[INSTRUCTIONS TO FOLLOW] Copy every line between the lines holding "For every instance of the teddy bear paw" and "x=492, y=442", inclusive, and output nothing else. Keep each request as it is, but multiply each point coordinate in the answers by 1.35 and round to the nearest whole number, with halves going up.

[DATA SHOWN]
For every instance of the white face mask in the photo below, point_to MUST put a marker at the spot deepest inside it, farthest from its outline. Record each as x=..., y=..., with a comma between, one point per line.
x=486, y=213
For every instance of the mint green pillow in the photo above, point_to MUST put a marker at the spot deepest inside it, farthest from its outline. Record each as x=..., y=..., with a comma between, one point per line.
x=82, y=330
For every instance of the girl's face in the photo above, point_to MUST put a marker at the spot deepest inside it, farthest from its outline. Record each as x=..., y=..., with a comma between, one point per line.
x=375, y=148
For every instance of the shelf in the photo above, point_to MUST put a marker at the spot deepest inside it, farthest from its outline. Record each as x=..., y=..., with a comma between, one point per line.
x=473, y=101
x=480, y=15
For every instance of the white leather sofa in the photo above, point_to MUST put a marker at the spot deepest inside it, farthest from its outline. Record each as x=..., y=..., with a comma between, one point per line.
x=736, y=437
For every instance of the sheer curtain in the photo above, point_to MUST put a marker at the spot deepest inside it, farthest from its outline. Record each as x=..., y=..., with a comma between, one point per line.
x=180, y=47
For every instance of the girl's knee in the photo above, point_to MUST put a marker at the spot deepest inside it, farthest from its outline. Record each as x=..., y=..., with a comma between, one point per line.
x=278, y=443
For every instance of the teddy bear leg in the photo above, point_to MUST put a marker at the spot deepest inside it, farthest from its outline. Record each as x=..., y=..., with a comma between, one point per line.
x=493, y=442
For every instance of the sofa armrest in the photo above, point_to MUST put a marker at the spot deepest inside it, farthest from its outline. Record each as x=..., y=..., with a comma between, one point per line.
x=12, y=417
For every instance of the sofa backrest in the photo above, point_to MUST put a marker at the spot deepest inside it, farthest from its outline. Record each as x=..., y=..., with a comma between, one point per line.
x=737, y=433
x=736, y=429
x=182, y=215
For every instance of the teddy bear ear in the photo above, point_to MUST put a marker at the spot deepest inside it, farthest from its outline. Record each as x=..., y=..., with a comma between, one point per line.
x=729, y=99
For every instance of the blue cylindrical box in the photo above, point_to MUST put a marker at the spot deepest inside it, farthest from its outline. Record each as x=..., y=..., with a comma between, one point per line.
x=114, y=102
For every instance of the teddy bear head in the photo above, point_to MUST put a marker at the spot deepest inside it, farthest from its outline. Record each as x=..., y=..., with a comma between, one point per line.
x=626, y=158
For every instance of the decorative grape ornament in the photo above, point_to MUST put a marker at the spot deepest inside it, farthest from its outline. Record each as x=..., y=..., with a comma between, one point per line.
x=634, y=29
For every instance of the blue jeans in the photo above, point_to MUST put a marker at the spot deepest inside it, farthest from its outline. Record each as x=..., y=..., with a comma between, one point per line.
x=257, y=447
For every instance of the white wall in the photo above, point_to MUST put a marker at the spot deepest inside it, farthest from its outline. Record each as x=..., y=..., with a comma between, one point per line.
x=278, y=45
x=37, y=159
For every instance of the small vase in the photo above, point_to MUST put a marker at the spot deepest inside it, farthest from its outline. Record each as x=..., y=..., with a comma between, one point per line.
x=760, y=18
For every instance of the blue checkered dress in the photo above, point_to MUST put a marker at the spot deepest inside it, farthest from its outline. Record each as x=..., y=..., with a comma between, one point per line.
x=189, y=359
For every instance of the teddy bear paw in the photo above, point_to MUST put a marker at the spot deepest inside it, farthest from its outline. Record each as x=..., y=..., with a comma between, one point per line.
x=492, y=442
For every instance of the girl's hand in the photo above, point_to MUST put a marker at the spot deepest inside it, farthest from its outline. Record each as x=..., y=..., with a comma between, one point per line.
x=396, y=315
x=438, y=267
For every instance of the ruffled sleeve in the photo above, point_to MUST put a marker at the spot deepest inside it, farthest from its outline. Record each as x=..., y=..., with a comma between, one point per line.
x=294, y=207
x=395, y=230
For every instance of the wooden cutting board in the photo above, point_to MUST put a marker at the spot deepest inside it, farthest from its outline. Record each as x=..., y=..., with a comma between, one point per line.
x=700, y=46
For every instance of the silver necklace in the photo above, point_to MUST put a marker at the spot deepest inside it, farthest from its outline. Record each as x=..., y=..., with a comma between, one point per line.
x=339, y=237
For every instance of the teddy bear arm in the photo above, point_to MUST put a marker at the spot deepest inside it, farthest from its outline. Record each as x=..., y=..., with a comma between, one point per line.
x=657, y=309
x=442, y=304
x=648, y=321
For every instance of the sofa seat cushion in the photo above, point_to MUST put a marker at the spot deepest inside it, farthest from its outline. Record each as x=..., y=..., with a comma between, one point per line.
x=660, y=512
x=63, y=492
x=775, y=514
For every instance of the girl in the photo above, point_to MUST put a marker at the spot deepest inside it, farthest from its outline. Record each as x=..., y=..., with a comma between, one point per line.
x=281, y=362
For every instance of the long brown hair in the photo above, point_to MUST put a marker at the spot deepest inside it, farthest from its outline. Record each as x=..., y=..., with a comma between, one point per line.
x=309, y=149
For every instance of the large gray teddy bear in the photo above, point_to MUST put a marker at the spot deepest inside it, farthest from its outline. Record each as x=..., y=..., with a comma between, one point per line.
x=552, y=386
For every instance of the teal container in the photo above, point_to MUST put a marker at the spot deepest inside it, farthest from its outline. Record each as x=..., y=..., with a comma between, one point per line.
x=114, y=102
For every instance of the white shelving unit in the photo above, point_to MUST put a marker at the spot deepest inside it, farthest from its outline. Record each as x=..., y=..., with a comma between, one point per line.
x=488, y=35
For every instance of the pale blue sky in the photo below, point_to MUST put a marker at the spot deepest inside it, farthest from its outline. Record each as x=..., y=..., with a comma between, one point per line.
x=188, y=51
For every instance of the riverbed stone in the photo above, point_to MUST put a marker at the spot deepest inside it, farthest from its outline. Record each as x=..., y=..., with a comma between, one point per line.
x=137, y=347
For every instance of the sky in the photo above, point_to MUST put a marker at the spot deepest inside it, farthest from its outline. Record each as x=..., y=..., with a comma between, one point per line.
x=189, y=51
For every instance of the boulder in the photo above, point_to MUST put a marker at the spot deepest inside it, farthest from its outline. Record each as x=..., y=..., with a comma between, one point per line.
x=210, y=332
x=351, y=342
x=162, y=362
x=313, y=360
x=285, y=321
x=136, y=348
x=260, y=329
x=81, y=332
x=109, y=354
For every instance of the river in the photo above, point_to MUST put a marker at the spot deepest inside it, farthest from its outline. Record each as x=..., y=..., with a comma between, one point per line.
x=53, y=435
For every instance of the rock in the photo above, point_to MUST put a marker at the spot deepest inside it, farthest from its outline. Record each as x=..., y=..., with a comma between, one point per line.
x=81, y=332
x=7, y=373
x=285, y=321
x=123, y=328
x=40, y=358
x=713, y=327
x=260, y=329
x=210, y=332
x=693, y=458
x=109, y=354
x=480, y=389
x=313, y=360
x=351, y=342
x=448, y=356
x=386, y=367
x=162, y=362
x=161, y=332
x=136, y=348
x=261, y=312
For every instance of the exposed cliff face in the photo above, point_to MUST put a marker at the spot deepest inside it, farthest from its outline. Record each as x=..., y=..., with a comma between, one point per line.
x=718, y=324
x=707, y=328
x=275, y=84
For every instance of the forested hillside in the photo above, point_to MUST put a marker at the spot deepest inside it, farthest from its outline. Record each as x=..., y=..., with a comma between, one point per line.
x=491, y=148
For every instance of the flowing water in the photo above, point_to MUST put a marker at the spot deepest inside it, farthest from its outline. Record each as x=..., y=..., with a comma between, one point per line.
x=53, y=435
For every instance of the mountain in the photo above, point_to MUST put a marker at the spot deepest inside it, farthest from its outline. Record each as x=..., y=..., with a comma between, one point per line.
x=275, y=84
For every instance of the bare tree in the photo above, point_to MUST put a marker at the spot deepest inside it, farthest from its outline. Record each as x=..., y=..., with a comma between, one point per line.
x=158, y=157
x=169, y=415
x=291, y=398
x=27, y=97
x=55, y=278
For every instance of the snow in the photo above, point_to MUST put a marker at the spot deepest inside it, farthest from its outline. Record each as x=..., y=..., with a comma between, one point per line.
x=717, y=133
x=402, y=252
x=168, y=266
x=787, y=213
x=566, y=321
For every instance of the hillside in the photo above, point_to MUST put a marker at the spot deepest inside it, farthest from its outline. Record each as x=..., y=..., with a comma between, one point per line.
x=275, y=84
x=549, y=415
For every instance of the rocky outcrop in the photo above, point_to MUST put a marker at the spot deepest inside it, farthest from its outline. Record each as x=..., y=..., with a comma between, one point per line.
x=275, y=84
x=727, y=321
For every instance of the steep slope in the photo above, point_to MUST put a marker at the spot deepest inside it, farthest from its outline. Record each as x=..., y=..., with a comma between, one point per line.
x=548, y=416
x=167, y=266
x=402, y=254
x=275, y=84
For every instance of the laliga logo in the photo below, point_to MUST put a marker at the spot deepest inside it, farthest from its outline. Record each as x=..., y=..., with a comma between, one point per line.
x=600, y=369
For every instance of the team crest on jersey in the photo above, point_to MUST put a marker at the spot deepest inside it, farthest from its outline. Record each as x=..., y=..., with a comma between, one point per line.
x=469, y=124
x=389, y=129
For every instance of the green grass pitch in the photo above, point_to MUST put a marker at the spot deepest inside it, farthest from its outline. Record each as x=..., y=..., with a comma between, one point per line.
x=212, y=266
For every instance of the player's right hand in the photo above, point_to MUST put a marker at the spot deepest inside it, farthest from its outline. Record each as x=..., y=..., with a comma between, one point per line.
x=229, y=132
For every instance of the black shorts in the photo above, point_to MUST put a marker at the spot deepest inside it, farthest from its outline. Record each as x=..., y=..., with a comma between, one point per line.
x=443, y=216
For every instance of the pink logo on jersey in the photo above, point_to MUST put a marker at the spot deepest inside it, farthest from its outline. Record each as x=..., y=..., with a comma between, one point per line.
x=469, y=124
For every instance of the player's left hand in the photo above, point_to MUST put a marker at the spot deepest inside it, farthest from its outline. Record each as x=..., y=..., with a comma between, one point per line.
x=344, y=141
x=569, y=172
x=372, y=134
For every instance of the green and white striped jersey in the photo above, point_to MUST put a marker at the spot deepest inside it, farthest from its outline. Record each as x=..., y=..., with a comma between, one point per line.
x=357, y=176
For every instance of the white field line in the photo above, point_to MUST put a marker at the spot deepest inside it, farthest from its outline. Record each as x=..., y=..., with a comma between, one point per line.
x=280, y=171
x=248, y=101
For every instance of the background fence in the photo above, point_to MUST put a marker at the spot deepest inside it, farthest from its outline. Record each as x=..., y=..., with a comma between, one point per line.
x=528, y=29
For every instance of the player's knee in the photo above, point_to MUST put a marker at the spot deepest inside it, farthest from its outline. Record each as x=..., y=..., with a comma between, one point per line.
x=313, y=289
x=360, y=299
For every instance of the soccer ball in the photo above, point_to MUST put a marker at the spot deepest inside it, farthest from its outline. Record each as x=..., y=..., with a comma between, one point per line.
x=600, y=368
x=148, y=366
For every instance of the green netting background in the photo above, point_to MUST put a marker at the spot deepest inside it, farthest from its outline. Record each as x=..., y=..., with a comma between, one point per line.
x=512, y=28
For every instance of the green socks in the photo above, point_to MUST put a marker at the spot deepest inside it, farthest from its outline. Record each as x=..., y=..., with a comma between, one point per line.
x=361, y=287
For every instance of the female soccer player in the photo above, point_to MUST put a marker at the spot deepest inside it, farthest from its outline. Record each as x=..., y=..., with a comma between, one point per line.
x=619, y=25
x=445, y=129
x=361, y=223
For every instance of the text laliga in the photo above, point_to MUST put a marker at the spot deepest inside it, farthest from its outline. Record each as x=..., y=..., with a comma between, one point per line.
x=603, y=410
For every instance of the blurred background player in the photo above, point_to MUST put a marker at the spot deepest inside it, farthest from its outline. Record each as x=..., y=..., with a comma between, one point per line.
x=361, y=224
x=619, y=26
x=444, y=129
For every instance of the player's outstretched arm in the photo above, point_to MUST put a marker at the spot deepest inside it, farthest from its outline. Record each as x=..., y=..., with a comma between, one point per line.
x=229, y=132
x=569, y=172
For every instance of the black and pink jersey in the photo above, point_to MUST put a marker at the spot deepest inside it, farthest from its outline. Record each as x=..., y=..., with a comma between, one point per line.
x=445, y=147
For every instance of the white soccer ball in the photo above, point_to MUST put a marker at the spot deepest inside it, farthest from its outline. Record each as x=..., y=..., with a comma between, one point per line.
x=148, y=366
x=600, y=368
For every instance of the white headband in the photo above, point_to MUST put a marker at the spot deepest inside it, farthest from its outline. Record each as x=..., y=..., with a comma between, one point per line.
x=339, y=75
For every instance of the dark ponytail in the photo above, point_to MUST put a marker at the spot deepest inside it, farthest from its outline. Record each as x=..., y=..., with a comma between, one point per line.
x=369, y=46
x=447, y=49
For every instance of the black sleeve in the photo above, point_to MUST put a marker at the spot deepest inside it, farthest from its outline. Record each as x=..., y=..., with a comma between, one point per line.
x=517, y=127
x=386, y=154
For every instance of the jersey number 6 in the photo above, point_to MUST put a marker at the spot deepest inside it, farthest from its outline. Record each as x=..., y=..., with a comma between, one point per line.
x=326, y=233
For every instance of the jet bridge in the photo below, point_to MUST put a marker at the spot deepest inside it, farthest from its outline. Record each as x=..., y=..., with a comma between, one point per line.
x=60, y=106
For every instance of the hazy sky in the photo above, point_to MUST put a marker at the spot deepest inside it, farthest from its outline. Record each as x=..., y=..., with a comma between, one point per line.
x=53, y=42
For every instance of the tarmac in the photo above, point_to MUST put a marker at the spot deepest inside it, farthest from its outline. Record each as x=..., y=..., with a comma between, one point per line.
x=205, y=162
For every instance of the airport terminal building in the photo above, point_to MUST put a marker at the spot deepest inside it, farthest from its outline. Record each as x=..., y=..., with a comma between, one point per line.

[ANSWER FOR THE TASK]
For every instance of the teddy bear paw in the photo above, point_to MUST put a marker at the spot deepest inside it, farthest from its outline. Record each as x=..., y=..., with a comma between, one point per line.
x=664, y=597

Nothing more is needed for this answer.